### Source text
########

Commanders and leaders
- Faisal I Edgar Ludlow-Hewitt: Ahmed Barzani Mustafa Barzani
- Units involved: RAF Iraq Command

= Ahmed Barzani revolt =

Kurdish uprising in 1931

Ahmed Barzani revolt refers to the first of the major Barzani revolts and the third Kurdish nationalistic insurrection in modern Iraq. The revolt began in 1931, after Ahmed Barzani, one of the most prominent Kurdish leaders in southern Kurdistan, succeeded in unifying a number of other Kurdish tribes. The ambitious Kurdish leader enlisted a number of Kurdish leaders into the revolt, including his young brother Mustafa Barzani, who became one of the most notorious commanders during this revolt. The Barzani forces were eventually overpowered by the Iraqi Army with British support, forcing the leaders of Barzan to go underground.

Ahmed Barzani was later forced to flee to Turkey, where he was held in detention and then sent to exile in the south of Iraq.

==Background==

===Early Kurdish separatism===

Shortly after the final accords of World War I, Sheykh Mahmud Barzanji of the Qadiriyyah order of Sufis, the most influential personality in southern Kurdistan, was appointed Governor of the former sanjak of Duhok. Sheikh Mahmud led the first Kurdish revolt in British-controlled southern Kurdistan (Iraqi Kurdistan) in May 1919.

########

### Entries supplied

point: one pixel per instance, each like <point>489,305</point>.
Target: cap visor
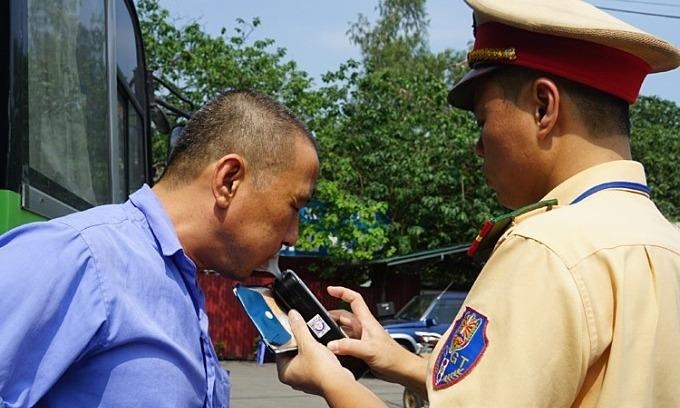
<point>462,94</point>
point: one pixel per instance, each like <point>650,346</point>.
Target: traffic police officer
<point>577,304</point>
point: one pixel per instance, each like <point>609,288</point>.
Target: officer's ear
<point>227,177</point>
<point>546,104</point>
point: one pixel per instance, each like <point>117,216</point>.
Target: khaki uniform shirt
<point>577,306</point>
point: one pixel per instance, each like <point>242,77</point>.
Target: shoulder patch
<point>462,350</point>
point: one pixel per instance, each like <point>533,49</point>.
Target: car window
<point>445,310</point>
<point>415,308</point>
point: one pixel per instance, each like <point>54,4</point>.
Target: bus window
<point>67,126</point>
<point>131,100</point>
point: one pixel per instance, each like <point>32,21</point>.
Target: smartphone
<point>292,293</point>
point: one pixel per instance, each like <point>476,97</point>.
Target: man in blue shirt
<point>102,309</point>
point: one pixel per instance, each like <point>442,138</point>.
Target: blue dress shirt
<point>101,308</point>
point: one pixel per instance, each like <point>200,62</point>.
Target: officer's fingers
<point>299,328</point>
<point>347,321</point>
<point>354,299</point>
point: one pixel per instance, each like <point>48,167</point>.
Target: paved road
<point>257,386</point>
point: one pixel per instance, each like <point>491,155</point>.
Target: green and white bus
<point>75,107</point>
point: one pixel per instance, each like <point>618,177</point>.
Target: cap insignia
<point>483,55</point>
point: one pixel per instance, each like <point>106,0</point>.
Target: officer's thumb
<point>298,326</point>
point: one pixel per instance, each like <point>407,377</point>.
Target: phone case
<point>292,293</point>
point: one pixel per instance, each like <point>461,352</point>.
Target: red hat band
<point>607,69</point>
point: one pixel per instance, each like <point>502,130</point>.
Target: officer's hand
<point>387,359</point>
<point>315,369</point>
<point>347,321</point>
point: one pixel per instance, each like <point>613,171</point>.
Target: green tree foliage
<point>655,142</point>
<point>404,145</point>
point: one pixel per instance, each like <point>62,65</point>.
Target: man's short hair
<point>603,114</point>
<point>243,122</point>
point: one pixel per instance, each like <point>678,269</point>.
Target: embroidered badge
<point>462,351</point>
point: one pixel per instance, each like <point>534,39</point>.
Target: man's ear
<point>547,104</point>
<point>227,176</point>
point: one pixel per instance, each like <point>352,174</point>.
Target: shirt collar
<point>619,170</point>
<point>161,227</point>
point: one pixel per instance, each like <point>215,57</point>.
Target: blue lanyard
<point>613,184</point>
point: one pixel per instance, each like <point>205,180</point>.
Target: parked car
<point>430,311</point>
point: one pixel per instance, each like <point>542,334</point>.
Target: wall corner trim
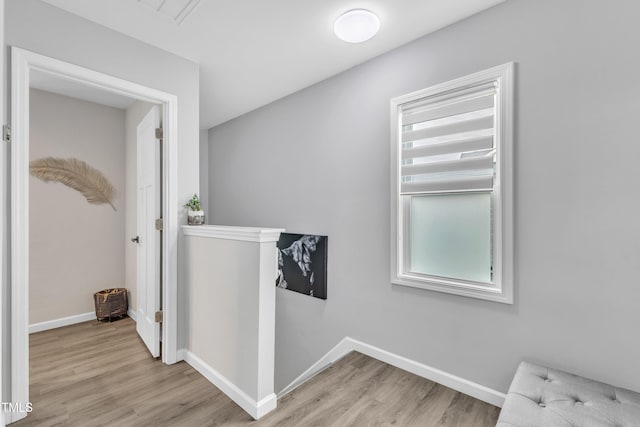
<point>253,408</point>
<point>65,321</point>
<point>348,345</point>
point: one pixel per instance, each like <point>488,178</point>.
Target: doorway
<point>23,64</point>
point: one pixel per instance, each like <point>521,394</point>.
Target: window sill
<point>484,292</point>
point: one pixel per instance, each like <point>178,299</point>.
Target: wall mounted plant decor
<point>74,173</point>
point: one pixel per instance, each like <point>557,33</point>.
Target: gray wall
<point>204,173</point>
<point>39,27</point>
<point>75,248</point>
<point>318,162</point>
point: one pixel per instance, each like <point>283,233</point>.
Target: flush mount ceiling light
<point>356,26</point>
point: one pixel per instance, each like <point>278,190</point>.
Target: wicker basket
<point>111,303</point>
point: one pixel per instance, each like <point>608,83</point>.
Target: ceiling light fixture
<point>356,26</point>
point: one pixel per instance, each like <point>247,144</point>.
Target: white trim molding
<point>348,345</point>
<point>65,321</point>
<point>246,234</point>
<point>249,405</point>
<point>22,63</point>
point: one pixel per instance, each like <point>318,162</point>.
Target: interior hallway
<point>100,374</point>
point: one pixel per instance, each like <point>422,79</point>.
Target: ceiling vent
<point>177,10</point>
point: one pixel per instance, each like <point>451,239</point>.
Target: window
<point>451,168</point>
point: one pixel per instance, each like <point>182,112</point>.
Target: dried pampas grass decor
<point>74,173</point>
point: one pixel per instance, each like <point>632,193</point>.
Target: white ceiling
<point>252,52</point>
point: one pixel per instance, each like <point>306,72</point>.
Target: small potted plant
<point>195,214</point>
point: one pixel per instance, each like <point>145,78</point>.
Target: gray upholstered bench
<point>547,397</point>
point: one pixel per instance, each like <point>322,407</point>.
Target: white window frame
<point>501,287</point>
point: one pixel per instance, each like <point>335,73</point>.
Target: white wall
<point>4,260</point>
<point>204,174</point>
<point>318,162</point>
<point>39,27</point>
<point>75,248</point>
<point>232,311</point>
<point>133,116</point>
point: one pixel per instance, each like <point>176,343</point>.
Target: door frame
<point>22,62</point>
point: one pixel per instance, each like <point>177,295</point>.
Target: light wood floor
<point>100,374</point>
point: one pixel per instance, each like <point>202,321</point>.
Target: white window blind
<point>452,186</point>
<point>448,143</point>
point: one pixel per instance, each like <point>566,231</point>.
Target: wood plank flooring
<point>100,374</point>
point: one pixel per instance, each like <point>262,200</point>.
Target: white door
<point>149,243</point>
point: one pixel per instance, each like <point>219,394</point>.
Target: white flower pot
<point>195,217</point>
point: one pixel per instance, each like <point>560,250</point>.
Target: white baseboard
<point>340,350</point>
<point>253,408</point>
<point>65,321</point>
<point>436,375</point>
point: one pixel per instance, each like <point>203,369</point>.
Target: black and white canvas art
<point>302,264</point>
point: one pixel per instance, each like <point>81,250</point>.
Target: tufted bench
<point>546,397</point>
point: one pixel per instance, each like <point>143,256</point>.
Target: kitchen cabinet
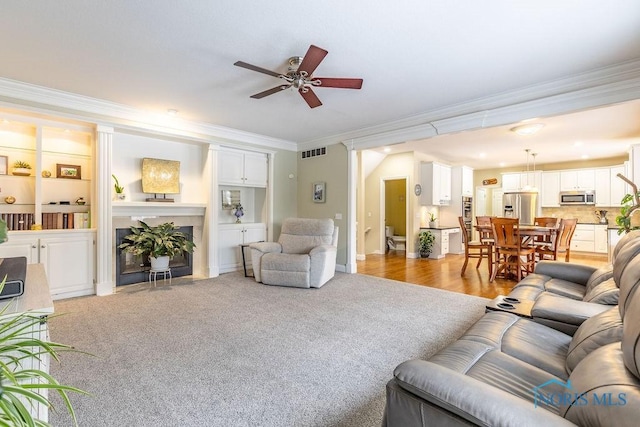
<point>521,181</point>
<point>618,188</point>
<point>590,238</point>
<point>577,179</point>
<point>442,236</point>
<point>467,181</point>
<point>231,236</point>
<point>68,257</point>
<point>601,239</point>
<point>436,184</point>
<point>550,189</point>
<point>242,168</point>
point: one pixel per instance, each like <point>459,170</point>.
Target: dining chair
<point>560,243</point>
<point>511,256</point>
<point>486,235</point>
<point>544,221</point>
<point>475,249</point>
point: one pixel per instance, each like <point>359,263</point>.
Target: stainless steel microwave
<point>578,197</point>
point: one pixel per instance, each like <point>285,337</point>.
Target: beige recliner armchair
<point>303,257</point>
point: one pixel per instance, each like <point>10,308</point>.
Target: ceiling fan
<point>300,76</point>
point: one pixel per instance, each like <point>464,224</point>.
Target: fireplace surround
<point>135,269</point>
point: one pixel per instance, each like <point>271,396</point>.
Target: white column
<point>101,209</point>
<point>352,181</point>
<point>211,216</point>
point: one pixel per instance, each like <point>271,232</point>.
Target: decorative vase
<point>160,263</point>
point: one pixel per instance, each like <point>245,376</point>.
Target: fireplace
<point>135,269</point>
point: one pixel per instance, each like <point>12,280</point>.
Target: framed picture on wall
<point>319,192</point>
<point>4,162</point>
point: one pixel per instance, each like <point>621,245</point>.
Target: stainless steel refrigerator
<point>523,205</point>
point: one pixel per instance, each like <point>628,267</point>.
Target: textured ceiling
<point>414,56</point>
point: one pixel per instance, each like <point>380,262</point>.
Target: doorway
<point>394,204</point>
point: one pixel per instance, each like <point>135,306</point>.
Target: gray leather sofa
<point>566,294</point>
<point>508,370</point>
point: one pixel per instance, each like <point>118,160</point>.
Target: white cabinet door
<point>436,184</point>
<point>255,169</point>
<point>16,246</point>
<point>242,168</point>
<point>467,181</point>
<point>445,184</point>
<point>603,186</point>
<point>68,262</point>
<point>550,189</point>
<point>231,167</point>
<point>600,239</point>
<point>618,187</point>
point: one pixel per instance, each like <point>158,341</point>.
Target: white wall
<point>129,150</point>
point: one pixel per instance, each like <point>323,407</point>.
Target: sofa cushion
<point>286,262</point>
<point>597,331</point>
<point>600,275</point>
<point>512,335</point>
<point>300,235</point>
<point>606,292</point>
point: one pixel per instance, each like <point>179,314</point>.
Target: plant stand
<point>153,274</point>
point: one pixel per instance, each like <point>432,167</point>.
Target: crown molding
<point>78,107</point>
<point>603,86</point>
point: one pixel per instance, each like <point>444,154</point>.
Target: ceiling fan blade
<point>270,91</point>
<point>339,82</point>
<point>256,68</point>
<point>311,98</point>
<point>312,59</point>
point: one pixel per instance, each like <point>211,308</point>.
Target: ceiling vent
<point>314,153</point>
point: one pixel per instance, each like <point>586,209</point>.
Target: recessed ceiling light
<point>526,130</point>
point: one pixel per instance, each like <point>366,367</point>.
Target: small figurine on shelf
<point>239,213</point>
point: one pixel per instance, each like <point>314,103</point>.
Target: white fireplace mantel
<point>149,209</point>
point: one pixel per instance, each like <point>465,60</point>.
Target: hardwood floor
<point>445,273</point>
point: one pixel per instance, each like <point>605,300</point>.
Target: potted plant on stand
<point>425,243</point>
<point>433,220</point>
<point>160,243</point>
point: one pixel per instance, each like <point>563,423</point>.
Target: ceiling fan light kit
<point>299,76</point>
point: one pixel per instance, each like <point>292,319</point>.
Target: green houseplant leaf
<point>162,240</point>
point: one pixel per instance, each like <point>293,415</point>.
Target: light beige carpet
<point>232,352</point>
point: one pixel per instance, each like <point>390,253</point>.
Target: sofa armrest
<point>468,398</point>
<point>564,314</point>
<point>266,247</point>
<point>569,271</point>
<point>257,250</point>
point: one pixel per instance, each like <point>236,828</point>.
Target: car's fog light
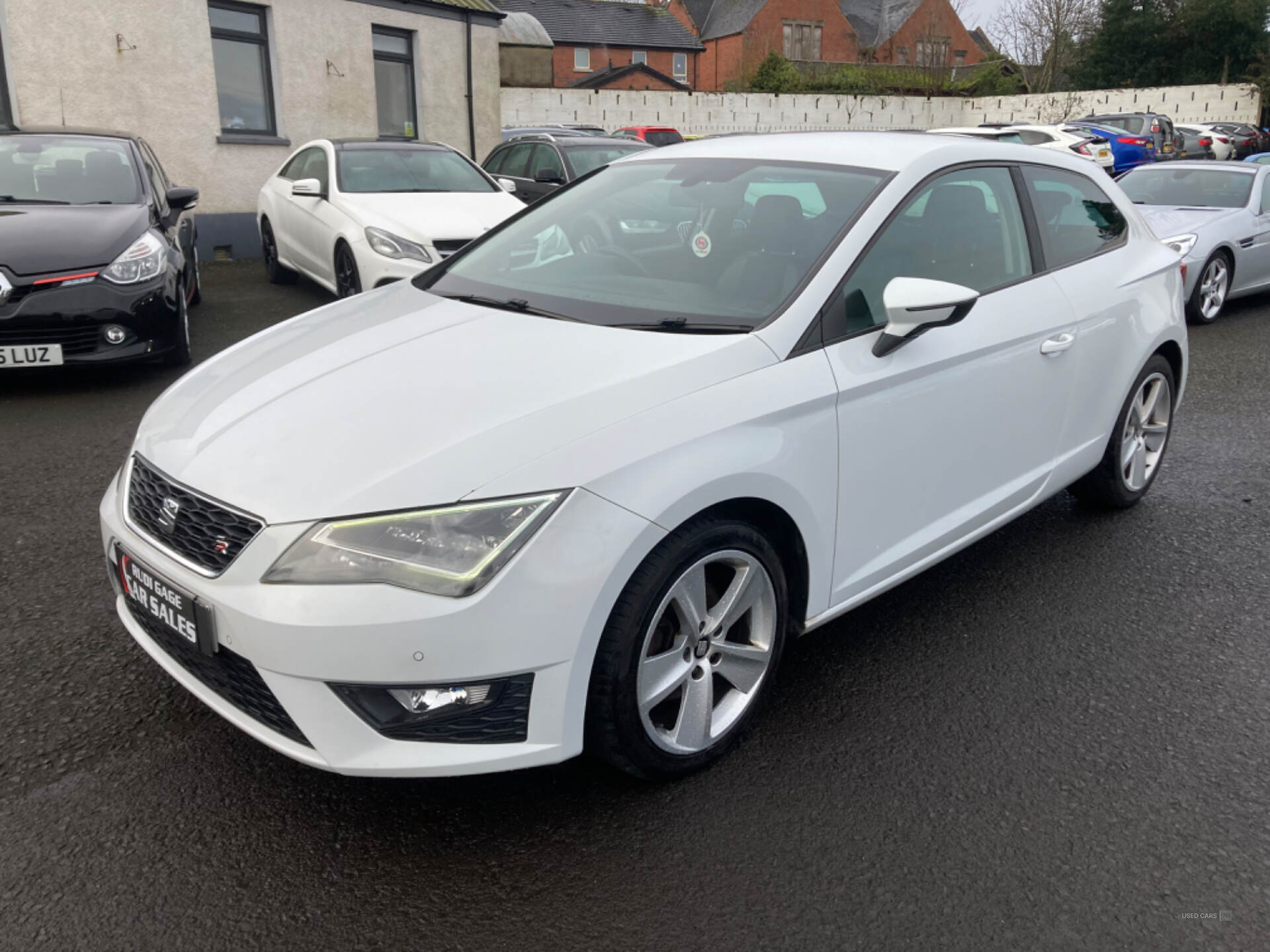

########

### What is needed
Answer these questions from the text on the Ahmed Barzani revolt.
1. In what year did the revolt begin?
2. Whose support helped the Iraqi Army overpower the Barzani forces?
3. In what month and year did Sheikh Mahmud lead the first Kurdish revolt in British-controlled southern Kurdistan?

### Answer to this task
1. 1931
2. British support
3. May 1919